*SOURCE EXTRACT*:

So much for the wartime atmosphere that permeated our lives that year. As a student I was living in the home of Mr. and Mrs. J.P. Downer. Mr. Downer was Head of the Mathematics Department of the college. Now you must remember that this was more than sixty years ago. We had no radios, no televisions, no cars, and few communication facilities of other sorts. News such as the Armistice, however, spread like wild fire. When it reached Denton, fire bells started ringing. Church bells took it up. Telephones relayed the message. People ran shouting, "The War is over! The War is over!" The Germans had surrendered, and Armistice Day had dawned.

I awoke suddenly and asked what all the noise meant. "The War is over," shouted Mrs. Downer. That one little exciting sentence expressed the culmination of the united effort of Americans all over the land to do our bit to end the war.

When the impact of Mrs. Downer's cry, "The War is over!" really struck, I was ready for action. Mr. Downer came home and said students were gathering at the Administration Building. I ran over there. The students were shouting, but I cannot remember what was being said. I was shouting, myself. Then Dr. Bruce appeared, other members of the staff, and more students. Downtown fire bells were still ringing, and people were converging on the Courthouse Square.

The parade, as such, was a very disorganized one. We just found ourselves, after a time, going toward town, with Dr. Bruce, bareheaded, leading the procession. People in their homes on Hickory Street waved and called out to us. We sang "Over There," "Farewell to Thee," "Picadilly," and other wartime and patriotic songs. Arriving at the Square, most of us found companions and submerged into the crowd on the sidewalks, or went to see the place where an effigy of the Kaiser had been burned earlier in the day.

When the College of Industrial Arts students appeared over on Locust Street, they looked more orderly. Their uniforms, with the tassels on their square tops bobbing and swaying, made a pleasing picture. During the impromptu program one of the students, dressed in white and riding a white horse, represented Joan of Arc. She sang the French national anthem, "Marseillaise."

The program was not long. There were speakers. We sang "The Star Spangled Banner," a band played, and after a prayer we gradually dispersed. Thus ended the celebration of the first Armistice Day in Denton, as this grandmother remembers it.

IRENE DELASHAW
1900-1988
Irene Delashaw has spent her life in Texas as a student and teacher, a wife and mother. She was born in Bryan, Texas, in 1900. When she was seven years old, she moved with her family to a rural community near Wichita Falls - a change to which her sisters and Irene had to adjust. One day, when she was still a newcomer in the one-room country school, a little girl said to her, "I'm Bohemian. What are you?" "English American," she replied, wondering whether it was true. That night her mother said, "You were exactly right. You are American and your ancestors came from England." After the eighth grade in that school, and one year in Wichita Falls High School, she came to Denton to the North Texas State Normal College, now North Texas State University. She found it to be a wonderful place. She wanted to be a teacher, and she started teaching after only two years of college. In those times young people were allowed to teach without degrees. She had a teaching certificate issued from Austin, but the B.S. degree was obtained by going back to school in summers.
Mrs. Delashaw enjoyed forty-six years of teaching. When her husband died in Lubbock, she decided to move to Dallas. Her son, an only child, was living there with his wife and three children. They were building a house on acreage near Denton, where they now live. In 1979, after seven years in Dallas, she moved to the Heritage Oaks Apartments in Denton, where she hopes to remain.

*ROWS*:
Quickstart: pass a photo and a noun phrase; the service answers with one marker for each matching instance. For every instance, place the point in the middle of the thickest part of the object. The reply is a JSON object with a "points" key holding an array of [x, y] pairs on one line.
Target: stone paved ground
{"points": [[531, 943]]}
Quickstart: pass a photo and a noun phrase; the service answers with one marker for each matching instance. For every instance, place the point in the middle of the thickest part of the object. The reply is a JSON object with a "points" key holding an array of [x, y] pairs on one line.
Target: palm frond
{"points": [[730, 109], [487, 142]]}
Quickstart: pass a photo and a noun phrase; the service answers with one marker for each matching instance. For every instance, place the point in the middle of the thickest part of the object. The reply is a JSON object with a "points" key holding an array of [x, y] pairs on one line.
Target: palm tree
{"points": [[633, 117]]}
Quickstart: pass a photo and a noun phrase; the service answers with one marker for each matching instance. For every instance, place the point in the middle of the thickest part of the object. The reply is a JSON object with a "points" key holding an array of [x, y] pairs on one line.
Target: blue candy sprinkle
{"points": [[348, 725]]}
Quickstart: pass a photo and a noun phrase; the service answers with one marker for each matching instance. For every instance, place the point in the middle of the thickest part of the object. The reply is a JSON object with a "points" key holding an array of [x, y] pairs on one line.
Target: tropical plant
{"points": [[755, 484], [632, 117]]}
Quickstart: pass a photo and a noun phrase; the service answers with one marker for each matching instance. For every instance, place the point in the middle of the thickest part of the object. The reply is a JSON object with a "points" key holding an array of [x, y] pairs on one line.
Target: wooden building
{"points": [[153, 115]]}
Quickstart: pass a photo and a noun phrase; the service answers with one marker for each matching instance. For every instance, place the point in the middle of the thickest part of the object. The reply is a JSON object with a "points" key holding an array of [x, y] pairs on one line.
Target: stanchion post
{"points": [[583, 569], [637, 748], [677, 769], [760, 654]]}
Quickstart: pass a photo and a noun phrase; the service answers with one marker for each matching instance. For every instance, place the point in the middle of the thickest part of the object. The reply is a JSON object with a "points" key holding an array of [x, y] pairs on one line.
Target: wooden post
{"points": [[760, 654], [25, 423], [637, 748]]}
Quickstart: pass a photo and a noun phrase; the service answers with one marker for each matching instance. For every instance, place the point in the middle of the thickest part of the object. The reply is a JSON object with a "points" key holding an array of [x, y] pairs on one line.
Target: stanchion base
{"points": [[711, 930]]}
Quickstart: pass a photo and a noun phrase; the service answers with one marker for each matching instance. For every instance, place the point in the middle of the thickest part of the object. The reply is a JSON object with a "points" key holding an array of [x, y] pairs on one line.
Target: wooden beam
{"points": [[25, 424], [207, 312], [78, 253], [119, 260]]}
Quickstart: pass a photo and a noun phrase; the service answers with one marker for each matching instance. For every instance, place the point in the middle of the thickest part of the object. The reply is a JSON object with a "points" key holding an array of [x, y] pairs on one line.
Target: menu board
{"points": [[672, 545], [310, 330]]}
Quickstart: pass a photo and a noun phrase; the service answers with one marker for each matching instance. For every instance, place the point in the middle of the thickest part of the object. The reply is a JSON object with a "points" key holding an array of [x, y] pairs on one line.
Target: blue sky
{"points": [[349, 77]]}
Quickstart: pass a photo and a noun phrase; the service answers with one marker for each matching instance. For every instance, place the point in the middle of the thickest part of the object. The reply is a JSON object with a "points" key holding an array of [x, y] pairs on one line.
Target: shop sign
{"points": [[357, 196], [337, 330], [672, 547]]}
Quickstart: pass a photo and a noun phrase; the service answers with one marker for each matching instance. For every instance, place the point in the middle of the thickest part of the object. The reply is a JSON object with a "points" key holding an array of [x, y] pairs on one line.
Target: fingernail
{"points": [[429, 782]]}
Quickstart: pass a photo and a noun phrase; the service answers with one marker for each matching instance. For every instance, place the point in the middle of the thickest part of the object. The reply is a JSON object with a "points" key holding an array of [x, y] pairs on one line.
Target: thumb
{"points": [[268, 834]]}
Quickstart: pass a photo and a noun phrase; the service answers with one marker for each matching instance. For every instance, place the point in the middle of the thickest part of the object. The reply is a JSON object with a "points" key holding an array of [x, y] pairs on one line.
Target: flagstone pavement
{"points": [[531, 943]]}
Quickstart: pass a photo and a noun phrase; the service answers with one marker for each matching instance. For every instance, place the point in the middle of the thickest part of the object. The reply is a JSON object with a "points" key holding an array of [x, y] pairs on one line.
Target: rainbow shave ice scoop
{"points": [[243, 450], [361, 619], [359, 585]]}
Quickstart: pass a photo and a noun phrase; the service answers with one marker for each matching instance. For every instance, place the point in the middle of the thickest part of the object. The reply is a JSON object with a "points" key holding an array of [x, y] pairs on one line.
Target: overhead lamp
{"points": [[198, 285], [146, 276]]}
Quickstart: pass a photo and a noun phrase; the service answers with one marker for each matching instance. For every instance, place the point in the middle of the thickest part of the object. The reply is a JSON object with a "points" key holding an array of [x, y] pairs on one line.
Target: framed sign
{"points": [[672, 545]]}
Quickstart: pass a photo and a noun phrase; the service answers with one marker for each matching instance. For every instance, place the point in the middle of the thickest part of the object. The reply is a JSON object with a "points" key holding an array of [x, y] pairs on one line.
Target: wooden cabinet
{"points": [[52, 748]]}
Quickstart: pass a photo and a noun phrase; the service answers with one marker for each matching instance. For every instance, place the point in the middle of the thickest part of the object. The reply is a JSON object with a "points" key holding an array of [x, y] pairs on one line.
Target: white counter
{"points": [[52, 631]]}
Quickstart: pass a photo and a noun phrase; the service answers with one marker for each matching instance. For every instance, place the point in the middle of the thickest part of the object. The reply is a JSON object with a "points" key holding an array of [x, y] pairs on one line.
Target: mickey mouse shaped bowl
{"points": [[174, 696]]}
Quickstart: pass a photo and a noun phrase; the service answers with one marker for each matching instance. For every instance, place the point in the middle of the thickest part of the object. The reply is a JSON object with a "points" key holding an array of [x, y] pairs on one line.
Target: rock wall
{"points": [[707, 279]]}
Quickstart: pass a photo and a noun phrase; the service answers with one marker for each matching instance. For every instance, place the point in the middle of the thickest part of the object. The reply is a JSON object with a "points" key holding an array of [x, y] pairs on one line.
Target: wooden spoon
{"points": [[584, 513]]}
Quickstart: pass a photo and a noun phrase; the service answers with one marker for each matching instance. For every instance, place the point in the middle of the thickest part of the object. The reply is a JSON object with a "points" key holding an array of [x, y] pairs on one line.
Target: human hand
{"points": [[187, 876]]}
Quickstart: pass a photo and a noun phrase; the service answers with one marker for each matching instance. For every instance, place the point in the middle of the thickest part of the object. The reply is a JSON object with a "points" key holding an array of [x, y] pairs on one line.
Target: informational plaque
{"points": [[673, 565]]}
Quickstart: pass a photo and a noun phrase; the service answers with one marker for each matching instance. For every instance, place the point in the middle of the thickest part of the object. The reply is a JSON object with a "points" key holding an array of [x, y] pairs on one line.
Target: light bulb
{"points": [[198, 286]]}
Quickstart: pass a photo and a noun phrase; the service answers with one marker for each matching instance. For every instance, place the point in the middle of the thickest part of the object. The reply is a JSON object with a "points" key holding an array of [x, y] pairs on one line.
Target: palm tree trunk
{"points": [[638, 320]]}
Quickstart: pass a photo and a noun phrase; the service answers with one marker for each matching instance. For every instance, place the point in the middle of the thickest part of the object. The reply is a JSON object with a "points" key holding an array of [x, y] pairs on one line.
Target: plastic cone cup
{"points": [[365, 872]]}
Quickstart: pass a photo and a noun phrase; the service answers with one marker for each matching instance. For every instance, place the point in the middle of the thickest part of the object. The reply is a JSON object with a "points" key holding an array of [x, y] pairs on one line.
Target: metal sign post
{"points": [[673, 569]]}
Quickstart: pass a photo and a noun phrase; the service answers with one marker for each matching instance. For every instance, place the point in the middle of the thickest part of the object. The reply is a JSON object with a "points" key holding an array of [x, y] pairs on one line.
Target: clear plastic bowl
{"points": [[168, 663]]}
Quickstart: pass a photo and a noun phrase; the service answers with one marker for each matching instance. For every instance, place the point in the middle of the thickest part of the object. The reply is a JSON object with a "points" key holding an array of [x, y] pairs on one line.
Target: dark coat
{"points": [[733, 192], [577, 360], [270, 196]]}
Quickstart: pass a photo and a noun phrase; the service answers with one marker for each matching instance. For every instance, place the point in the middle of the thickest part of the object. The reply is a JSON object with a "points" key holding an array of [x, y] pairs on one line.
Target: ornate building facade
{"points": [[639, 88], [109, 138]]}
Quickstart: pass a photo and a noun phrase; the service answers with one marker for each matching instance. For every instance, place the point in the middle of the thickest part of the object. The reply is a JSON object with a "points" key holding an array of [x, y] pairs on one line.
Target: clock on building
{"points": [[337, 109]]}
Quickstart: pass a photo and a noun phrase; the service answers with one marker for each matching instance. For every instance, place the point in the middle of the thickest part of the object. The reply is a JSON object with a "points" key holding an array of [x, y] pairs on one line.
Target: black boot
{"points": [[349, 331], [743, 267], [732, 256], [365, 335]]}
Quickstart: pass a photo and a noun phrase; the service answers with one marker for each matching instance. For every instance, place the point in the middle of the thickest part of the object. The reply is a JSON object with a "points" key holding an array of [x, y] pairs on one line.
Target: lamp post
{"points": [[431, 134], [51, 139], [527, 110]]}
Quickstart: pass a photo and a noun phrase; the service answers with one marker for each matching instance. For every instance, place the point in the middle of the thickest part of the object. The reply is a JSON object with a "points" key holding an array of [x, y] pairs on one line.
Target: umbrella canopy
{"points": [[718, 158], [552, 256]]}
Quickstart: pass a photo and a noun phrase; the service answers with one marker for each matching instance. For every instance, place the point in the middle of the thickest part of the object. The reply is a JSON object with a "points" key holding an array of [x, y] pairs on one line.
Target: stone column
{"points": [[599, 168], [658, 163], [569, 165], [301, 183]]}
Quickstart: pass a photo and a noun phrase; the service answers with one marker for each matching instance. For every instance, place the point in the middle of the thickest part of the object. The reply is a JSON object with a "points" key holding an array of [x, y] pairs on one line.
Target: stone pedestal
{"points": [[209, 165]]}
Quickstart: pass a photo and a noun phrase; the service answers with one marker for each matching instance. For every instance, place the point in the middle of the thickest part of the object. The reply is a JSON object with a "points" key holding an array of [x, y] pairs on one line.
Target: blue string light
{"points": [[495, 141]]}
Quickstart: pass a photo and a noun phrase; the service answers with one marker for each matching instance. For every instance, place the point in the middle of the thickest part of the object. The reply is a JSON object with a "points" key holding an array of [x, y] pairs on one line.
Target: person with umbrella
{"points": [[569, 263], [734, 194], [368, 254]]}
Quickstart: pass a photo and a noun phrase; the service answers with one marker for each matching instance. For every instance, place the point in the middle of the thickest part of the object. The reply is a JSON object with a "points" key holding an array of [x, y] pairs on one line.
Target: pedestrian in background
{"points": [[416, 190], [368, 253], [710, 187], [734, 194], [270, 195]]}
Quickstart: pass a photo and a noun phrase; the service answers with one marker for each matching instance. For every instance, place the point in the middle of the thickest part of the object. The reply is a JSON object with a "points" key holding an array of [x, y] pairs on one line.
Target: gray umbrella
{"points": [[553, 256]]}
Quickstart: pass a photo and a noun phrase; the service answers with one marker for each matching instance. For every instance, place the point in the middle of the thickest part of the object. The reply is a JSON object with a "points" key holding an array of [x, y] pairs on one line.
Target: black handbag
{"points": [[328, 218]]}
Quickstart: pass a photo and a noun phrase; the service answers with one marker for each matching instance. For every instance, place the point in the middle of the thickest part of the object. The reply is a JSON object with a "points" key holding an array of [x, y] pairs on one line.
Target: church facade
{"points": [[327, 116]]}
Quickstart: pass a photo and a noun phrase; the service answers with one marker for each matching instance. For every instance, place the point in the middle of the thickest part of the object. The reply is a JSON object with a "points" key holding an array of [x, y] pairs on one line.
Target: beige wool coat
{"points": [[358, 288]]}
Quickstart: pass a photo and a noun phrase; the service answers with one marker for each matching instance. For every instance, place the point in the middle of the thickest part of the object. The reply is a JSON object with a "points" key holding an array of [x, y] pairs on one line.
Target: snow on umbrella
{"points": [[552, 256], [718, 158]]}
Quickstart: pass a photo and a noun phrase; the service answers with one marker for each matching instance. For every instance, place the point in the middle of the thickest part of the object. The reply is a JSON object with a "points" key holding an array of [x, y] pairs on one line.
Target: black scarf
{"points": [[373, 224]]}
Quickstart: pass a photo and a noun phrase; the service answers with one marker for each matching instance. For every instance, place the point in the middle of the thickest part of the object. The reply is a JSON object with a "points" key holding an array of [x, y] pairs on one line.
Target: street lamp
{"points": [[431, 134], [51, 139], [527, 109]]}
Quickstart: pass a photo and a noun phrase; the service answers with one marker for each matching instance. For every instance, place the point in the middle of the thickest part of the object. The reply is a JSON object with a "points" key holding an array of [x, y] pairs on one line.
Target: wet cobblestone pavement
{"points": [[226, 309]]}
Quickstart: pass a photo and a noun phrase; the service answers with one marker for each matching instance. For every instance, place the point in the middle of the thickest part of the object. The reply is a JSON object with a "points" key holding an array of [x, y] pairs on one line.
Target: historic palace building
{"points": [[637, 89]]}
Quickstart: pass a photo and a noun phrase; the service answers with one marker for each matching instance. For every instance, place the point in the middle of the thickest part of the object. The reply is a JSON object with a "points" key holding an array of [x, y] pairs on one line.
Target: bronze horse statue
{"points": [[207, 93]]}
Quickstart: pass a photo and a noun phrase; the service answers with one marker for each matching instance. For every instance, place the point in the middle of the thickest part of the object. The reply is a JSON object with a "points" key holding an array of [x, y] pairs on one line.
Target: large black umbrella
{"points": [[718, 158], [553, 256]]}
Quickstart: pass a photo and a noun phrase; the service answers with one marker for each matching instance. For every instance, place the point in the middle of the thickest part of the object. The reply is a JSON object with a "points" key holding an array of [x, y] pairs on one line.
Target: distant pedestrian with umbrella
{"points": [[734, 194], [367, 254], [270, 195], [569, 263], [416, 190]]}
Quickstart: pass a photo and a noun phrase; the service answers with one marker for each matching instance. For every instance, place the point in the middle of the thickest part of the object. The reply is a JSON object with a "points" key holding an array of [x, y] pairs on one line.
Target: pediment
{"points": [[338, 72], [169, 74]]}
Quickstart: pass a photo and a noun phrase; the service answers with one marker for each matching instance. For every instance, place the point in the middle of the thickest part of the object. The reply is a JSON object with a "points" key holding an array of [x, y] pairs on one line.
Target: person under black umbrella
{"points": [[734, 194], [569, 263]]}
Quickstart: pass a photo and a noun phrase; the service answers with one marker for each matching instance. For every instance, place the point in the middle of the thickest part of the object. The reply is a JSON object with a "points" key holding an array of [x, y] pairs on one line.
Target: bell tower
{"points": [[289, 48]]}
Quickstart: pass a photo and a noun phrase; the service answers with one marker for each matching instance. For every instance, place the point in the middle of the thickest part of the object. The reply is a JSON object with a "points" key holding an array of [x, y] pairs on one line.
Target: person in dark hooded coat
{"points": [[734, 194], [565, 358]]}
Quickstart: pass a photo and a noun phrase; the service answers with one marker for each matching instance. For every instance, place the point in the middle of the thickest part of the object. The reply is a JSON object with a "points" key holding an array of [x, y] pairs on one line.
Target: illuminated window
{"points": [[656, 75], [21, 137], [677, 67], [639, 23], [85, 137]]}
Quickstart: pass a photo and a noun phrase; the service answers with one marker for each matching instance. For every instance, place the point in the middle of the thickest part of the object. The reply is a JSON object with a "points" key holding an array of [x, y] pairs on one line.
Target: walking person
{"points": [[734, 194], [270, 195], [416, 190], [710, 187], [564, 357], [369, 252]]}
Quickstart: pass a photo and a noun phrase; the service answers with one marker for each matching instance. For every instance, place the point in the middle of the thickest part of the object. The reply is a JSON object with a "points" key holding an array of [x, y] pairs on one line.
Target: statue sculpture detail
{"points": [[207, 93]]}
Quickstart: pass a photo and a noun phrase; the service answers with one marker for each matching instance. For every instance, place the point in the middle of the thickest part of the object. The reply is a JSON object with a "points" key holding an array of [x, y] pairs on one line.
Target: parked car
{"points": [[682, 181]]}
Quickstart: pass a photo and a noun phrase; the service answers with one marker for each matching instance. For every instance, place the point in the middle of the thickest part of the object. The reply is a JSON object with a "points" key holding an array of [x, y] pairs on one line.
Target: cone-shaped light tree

*TASK A*:
In the Armistice Day memoir, who led the procession toward town?
*TASK B*:
Which songs does the Armistice Day memoir mention by title?
*TASK C*:
Transcribe the passage of the Armistice Day memoir that begins at the words "The parade, as" and stops after the words "in the day.".

*EXPECTED ANSWER A*:
Dr. Bruce, bareheaded, led the procession.

*EXPECTED ANSWER B*:
"Over There," "Farewell to Thee," "Picadilly," "Marseillaise," and "The Star Spangled Banner"

*EXPECTED ANSWER C*:
The parade, as such, was a very disorganized one. We just found ourselves, after a time, going toward town, with Dr. Bruce, bareheaded, leading the procession. People in their homes on Hickory Street waved and called out to us. We sang "Over There," "Farewell to Thee," "Picadilly," and other wartime and patriotic songs. Arriving at the Square, most of us found companions and submerged into the crowd on the sidewalks, or went to see the place where an effigy of the Kaiser had been burned earlier in the day.